(Stated goal) Find "the white suv" in the material below, then copy that line and every subsequent line to the end, exactly.

(Extracted material)

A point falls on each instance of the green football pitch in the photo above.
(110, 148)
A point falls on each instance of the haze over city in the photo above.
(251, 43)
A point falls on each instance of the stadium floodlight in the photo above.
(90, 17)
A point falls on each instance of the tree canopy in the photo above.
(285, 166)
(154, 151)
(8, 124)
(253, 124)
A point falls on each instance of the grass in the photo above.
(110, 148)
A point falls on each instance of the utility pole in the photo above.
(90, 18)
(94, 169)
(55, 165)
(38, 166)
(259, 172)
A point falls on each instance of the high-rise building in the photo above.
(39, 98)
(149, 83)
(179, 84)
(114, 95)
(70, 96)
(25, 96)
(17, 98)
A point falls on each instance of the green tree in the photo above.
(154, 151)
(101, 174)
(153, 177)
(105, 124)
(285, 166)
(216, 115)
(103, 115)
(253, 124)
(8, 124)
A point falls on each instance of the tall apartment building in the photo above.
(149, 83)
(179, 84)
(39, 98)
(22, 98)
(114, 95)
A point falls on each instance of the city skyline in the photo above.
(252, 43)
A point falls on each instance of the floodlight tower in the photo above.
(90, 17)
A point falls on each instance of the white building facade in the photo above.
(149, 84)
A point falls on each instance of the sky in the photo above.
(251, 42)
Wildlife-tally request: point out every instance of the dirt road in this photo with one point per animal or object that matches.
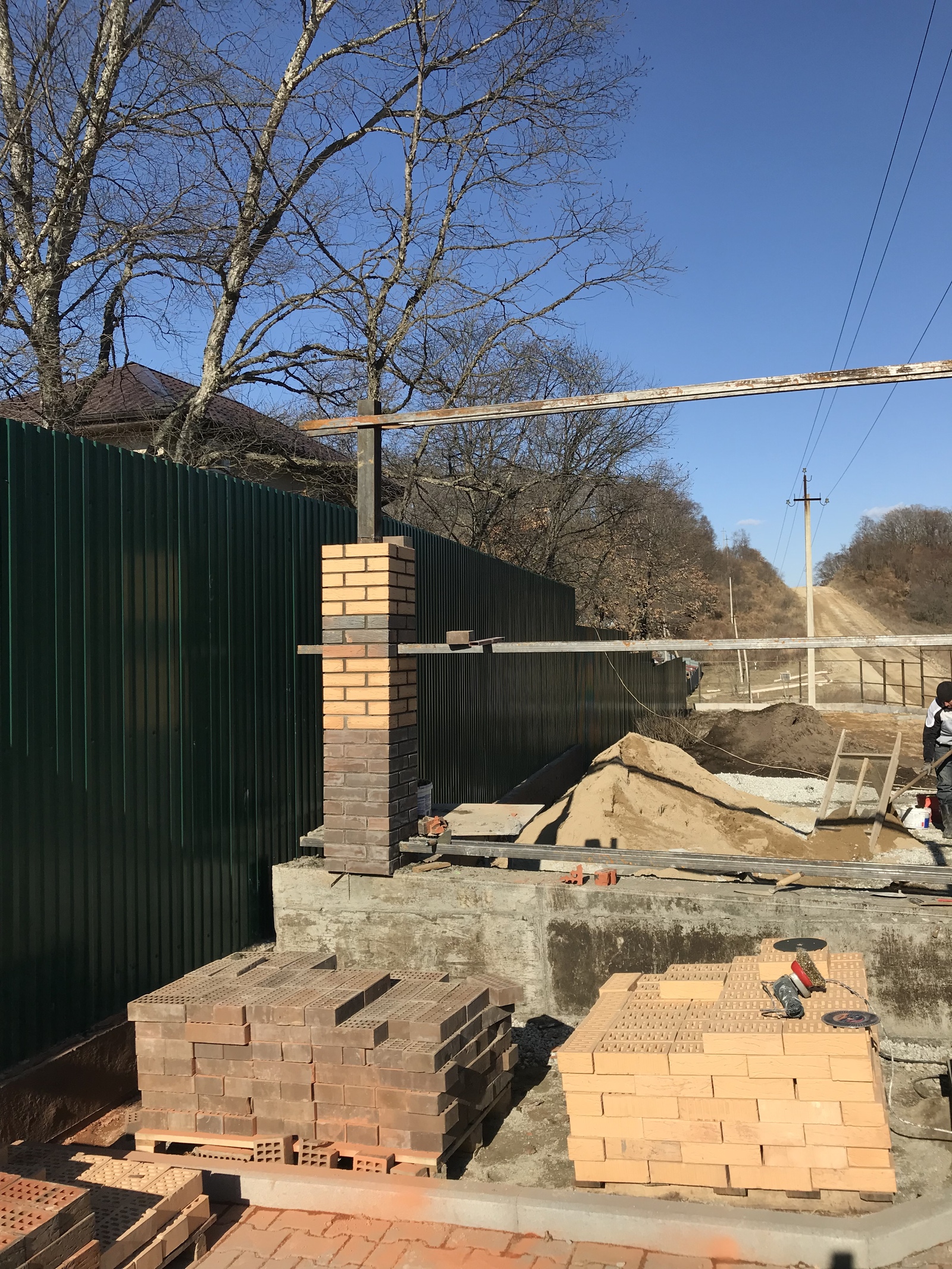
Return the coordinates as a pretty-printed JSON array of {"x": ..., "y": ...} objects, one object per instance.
[{"x": 835, "y": 613}]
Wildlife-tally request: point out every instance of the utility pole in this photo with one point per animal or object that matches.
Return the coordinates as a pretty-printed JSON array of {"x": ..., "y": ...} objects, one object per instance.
[{"x": 809, "y": 547}]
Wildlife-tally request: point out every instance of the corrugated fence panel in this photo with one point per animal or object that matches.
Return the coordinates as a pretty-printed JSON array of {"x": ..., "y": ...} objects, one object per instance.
[{"x": 162, "y": 739}]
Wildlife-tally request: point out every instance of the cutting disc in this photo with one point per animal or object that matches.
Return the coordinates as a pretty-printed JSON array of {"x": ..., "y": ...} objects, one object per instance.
[{"x": 851, "y": 1018}]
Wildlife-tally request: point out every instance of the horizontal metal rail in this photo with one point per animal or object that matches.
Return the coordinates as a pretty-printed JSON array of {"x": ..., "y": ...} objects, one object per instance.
[
  {"x": 627, "y": 862},
  {"x": 652, "y": 645},
  {"x": 870, "y": 375}
]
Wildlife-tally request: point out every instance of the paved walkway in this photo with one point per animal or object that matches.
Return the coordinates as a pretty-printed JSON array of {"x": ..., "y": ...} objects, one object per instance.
[{"x": 257, "y": 1237}]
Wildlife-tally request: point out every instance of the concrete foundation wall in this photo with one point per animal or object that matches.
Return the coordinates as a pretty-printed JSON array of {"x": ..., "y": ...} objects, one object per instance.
[{"x": 563, "y": 942}]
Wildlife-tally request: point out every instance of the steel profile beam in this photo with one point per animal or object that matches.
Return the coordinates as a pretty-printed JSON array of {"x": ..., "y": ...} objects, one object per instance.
[{"x": 869, "y": 376}]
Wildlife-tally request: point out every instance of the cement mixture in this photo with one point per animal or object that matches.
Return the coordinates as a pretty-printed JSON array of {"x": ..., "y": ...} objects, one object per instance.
[{"x": 645, "y": 795}]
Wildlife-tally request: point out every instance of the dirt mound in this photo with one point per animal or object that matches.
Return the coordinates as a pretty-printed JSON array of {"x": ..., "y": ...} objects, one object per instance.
[
  {"x": 644, "y": 795},
  {"x": 781, "y": 740}
]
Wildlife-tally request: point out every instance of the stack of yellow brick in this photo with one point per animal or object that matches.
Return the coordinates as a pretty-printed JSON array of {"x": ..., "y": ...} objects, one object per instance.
[{"x": 678, "y": 1079}]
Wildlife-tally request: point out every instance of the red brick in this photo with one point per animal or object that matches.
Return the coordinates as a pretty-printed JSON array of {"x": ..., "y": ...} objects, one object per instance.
[
  {"x": 490, "y": 1240},
  {"x": 418, "y": 1232},
  {"x": 605, "y": 1254}
]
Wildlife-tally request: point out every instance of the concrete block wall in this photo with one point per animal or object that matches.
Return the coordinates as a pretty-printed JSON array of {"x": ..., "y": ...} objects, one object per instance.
[{"x": 369, "y": 704}]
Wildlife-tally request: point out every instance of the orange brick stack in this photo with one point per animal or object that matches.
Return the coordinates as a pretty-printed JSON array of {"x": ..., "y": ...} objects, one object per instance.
[
  {"x": 45, "y": 1226},
  {"x": 678, "y": 1079},
  {"x": 369, "y": 704},
  {"x": 287, "y": 1046}
]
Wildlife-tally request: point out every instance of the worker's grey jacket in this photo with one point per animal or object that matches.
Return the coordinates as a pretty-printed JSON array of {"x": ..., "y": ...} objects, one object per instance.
[{"x": 937, "y": 730}]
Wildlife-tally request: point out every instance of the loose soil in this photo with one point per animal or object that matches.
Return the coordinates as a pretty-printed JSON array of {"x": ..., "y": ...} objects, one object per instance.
[
  {"x": 781, "y": 740},
  {"x": 645, "y": 795}
]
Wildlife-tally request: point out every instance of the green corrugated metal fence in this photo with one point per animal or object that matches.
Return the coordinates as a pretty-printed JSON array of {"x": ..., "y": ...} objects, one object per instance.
[{"x": 162, "y": 740}]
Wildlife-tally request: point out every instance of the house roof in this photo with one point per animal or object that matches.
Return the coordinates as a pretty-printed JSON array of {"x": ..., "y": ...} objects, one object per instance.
[{"x": 135, "y": 394}]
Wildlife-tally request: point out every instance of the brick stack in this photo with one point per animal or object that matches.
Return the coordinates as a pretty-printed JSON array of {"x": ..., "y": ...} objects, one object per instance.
[
  {"x": 291, "y": 1047},
  {"x": 667, "y": 1085},
  {"x": 129, "y": 1216},
  {"x": 45, "y": 1225},
  {"x": 369, "y": 704}
]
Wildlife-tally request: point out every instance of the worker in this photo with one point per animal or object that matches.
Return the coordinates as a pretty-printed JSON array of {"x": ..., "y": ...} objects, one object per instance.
[{"x": 937, "y": 744}]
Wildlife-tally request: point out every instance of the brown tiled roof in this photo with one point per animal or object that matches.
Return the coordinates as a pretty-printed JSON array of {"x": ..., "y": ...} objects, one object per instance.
[{"x": 135, "y": 394}]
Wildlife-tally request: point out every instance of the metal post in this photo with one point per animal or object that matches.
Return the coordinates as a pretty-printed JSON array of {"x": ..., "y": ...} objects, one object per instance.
[
  {"x": 922, "y": 679},
  {"x": 368, "y": 476}
]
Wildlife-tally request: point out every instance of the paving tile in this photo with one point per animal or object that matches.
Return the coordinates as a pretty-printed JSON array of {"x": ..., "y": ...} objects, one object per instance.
[
  {"x": 608, "y": 1254},
  {"x": 263, "y": 1243},
  {"x": 550, "y": 1251},
  {"x": 311, "y": 1246},
  {"x": 490, "y": 1240},
  {"x": 311, "y": 1223},
  {"x": 358, "y": 1227},
  {"x": 418, "y": 1232},
  {"x": 261, "y": 1217},
  {"x": 355, "y": 1252},
  {"x": 418, "y": 1255},
  {"x": 659, "y": 1261},
  {"x": 385, "y": 1255}
]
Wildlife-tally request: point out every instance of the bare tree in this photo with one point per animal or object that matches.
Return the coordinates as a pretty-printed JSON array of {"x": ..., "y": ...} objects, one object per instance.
[
  {"x": 89, "y": 184},
  {"x": 403, "y": 168}
]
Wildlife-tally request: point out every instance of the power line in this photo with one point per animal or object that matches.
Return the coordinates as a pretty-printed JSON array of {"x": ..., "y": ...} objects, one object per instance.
[
  {"x": 860, "y": 270},
  {"x": 879, "y": 270},
  {"x": 889, "y": 397}
]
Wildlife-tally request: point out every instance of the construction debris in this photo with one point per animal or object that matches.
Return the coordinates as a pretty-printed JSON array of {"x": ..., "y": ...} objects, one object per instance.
[
  {"x": 696, "y": 1077},
  {"x": 254, "y": 1054}
]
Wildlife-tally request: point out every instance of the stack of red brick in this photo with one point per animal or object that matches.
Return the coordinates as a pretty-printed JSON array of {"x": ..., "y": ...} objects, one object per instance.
[
  {"x": 45, "y": 1226},
  {"x": 290, "y": 1046}
]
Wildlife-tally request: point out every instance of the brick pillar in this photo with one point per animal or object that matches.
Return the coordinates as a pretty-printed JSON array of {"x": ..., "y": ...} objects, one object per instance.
[{"x": 369, "y": 704}]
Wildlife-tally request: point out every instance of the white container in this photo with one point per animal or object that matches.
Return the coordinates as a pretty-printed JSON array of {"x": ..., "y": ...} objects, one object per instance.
[{"x": 424, "y": 800}]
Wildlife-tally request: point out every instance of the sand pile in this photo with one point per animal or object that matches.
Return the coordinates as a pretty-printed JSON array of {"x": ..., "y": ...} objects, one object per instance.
[
  {"x": 644, "y": 795},
  {"x": 781, "y": 740}
]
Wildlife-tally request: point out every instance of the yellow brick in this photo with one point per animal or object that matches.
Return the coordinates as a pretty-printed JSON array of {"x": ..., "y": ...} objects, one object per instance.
[
  {"x": 863, "y": 1114},
  {"x": 575, "y": 1064},
  {"x": 825, "y": 1044},
  {"x": 617, "y": 1170},
  {"x": 581, "y": 1083},
  {"x": 834, "y": 1091},
  {"x": 718, "y": 1108},
  {"x": 771, "y": 1178},
  {"x": 731, "y": 1154},
  {"x": 638, "y": 1148},
  {"x": 805, "y": 1157},
  {"x": 629, "y": 1104},
  {"x": 794, "y": 1067},
  {"x": 845, "y": 1135},
  {"x": 731, "y": 1086},
  {"x": 587, "y": 1149},
  {"x": 798, "y": 1112},
  {"x": 673, "y": 1085},
  {"x": 583, "y": 1103},
  {"x": 682, "y": 1130},
  {"x": 859, "y": 1157},
  {"x": 688, "y": 1174},
  {"x": 744, "y": 1042},
  {"x": 631, "y": 1064},
  {"x": 857, "y": 1069},
  {"x": 709, "y": 1064},
  {"x": 598, "y": 1126},
  {"x": 763, "y": 1133},
  {"x": 869, "y": 1180}
]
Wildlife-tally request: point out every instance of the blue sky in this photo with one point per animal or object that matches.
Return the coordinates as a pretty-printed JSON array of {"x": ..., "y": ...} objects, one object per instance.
[{"x": 758, "y": 151}]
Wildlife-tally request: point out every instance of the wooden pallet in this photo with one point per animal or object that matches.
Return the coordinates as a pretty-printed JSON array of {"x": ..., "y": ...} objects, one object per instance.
[{"x": 866, "y": 769}]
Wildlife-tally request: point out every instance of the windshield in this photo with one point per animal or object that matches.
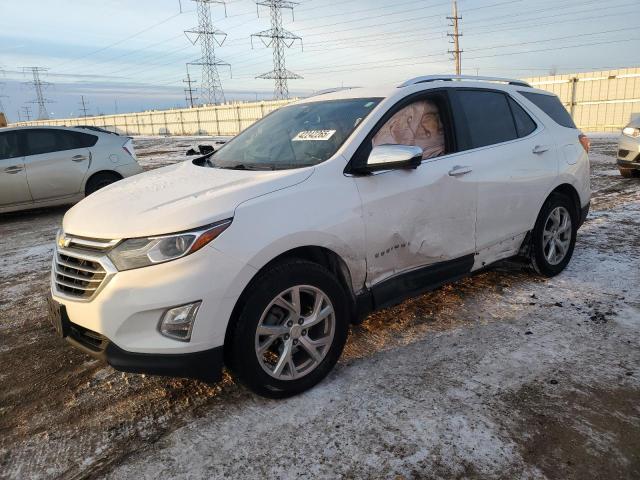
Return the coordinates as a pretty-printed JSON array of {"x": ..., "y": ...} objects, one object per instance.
[{"x": 294, "y": 136}]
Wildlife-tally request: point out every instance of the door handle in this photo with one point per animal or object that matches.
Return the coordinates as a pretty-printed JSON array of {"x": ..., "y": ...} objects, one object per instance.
[
  {"x": 13, "y": 169},
  {"x": 538, "y": 149},
  {"x": 459, "y": 170}
]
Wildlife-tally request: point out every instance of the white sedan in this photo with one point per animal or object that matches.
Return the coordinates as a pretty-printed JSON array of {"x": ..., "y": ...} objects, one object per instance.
[{"x": 46, "y": 166}]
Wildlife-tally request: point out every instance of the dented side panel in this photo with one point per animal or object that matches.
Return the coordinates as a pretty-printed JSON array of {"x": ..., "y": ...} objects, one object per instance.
[{"x": 415, "y": 218}]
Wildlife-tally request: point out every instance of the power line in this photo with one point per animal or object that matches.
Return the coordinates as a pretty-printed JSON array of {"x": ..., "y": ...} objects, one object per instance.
[
  {"x": 38, "y": 86},
  {"x": 208, "y": 35},
  {"x": 83, "y": 106},
  {"x": 278, "y": 38},
  {"x": 27, "y": 112},
  {"x": 455, "y": 38}
]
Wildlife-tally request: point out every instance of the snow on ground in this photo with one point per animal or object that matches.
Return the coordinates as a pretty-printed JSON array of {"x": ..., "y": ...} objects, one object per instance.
[{"x": 501, "y": 375}]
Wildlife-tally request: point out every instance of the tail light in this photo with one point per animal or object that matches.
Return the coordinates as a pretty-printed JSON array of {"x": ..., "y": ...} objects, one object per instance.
[{"x": 585, "y": 142}]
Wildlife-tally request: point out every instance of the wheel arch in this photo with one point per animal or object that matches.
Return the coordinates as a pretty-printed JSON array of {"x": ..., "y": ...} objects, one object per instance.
[
  {"x": 570, "y": 192},
  {"x": 313, "y": 253}
]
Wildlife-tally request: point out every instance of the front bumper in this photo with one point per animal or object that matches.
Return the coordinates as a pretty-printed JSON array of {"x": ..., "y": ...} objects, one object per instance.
[
  {"x": 204, "y": 365},
  {"x": 628, "y": 152},
  {"x": 127, "y": 306}
]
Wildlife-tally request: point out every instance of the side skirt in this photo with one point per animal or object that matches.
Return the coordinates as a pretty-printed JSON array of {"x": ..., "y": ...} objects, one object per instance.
[{"x": 394, "y": 290}]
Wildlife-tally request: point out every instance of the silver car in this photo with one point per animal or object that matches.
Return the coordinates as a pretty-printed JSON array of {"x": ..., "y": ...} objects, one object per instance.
[
  {"x": 46, "y": 166},
  {"x": 629, "y": 149}
]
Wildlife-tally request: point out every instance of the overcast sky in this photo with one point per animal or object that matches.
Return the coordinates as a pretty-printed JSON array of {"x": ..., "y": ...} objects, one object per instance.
[{"x": 131, "y": 54}]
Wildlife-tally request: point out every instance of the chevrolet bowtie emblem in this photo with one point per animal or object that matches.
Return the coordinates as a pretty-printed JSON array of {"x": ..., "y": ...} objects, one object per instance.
[{"x": 64, "y": 241}]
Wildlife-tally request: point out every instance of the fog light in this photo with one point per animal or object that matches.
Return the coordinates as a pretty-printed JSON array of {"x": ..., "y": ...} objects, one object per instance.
[{"x": 177, "y": 322}]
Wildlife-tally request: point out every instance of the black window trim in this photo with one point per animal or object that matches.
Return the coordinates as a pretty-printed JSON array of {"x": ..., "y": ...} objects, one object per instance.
[
  {"x": 447, "y": 121},
  {"x": 523, "y": 93},
  {"x": 461, "y": 120},
  {"x": 18, "y": 143}
]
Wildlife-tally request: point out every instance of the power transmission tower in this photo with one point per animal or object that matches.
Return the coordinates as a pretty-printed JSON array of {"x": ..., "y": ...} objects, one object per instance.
[
  {"x": 189, "y": 90},
  {"x": 209, "y": 36},
  {"x": 278, "y": 38},
  {"x": 456, "y": 52},
  {"x": 83, "y": 106},
  {"x": 38, "y": 86}
]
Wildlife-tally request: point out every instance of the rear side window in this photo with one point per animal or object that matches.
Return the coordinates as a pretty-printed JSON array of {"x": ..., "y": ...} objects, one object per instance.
[
  {"x": 40, "y": 141},
  {"x": 9, "y": 145},
  {"x": 71, "y": 140},
  {"x": 551, "y": 105},
  {"x": 489, "y": 117},
  {"x": 524, "y": 123}
]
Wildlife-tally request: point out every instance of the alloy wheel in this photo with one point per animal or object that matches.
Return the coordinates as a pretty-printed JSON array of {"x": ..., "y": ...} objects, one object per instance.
[
  {"x": 295, "y": 332},
  {"x": 556, "y": 236}
]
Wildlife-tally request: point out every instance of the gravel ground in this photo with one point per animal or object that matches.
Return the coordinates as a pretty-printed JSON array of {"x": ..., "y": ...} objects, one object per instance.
[{"x": 501, "y": 375}]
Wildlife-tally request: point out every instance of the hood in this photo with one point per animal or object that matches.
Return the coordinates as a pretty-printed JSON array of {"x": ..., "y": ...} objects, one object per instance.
[{"x": 172, "y": 199}]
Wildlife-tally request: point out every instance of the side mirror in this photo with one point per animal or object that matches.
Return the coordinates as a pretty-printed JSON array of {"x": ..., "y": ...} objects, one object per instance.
[{"x": 390, "y": 157}]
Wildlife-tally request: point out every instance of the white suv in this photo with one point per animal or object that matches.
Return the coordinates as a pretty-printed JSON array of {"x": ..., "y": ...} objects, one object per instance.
[
  {"x": 46, "y": 166},
  {"x": 260, "y": 256}
]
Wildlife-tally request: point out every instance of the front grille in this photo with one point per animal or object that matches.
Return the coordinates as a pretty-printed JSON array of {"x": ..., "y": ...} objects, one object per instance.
[{"x": 77, "y": 277}]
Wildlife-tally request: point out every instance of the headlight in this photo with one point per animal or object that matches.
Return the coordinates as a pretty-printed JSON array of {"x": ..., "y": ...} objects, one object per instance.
[
  {"x": 631, "y": 132},
  {"x": 142, "y": 252}
]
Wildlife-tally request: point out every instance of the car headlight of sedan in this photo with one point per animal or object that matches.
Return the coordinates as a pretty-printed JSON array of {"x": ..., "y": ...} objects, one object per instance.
[
  {"x": 631, "y": 132},
  {"x": 142, "y": 252}
]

(Task answer)
Wildlife-tally request: point out every instance of the white suv in this photo with one point per animal or object that matches.
Return the coordinates as a pretty-printed JSON array of {"x": ..., "y": ...} objects, one object per instance.
[
  {"x": 46, "y": 166},
  {"x": 260, "y": 256}
]
Wildlife-tally request: point out every instance of the front grille in this photo with one point per animal or object that matches.
Return the coordinates as a pretty-printed JSON array of {"x": ..., "y": ...} objects, one object per instance.
[{"x": 77, "y": 277}]
Wildlife-tally request: point out every instance of the headlight in this photo with one point per animal or object that matches.
Return the coordinates as a pretty-printed JSON array of {"x": ..., "y": ...} objects, one object per instance.
[
  {"x": 631, "y": 132},
  {"x": 142, "y": 252}
]
Wildlife-tally request: point out every instance of the car headlight of sedan in this photo with one point per animal or object that matches.
Return the coordinates as a pretty-printed JSON array of {"x": ..., "y": ...} objects, one object per instance.
[
  {"x": 631, "y": 132},
  {"x": 142, "y": 252}
]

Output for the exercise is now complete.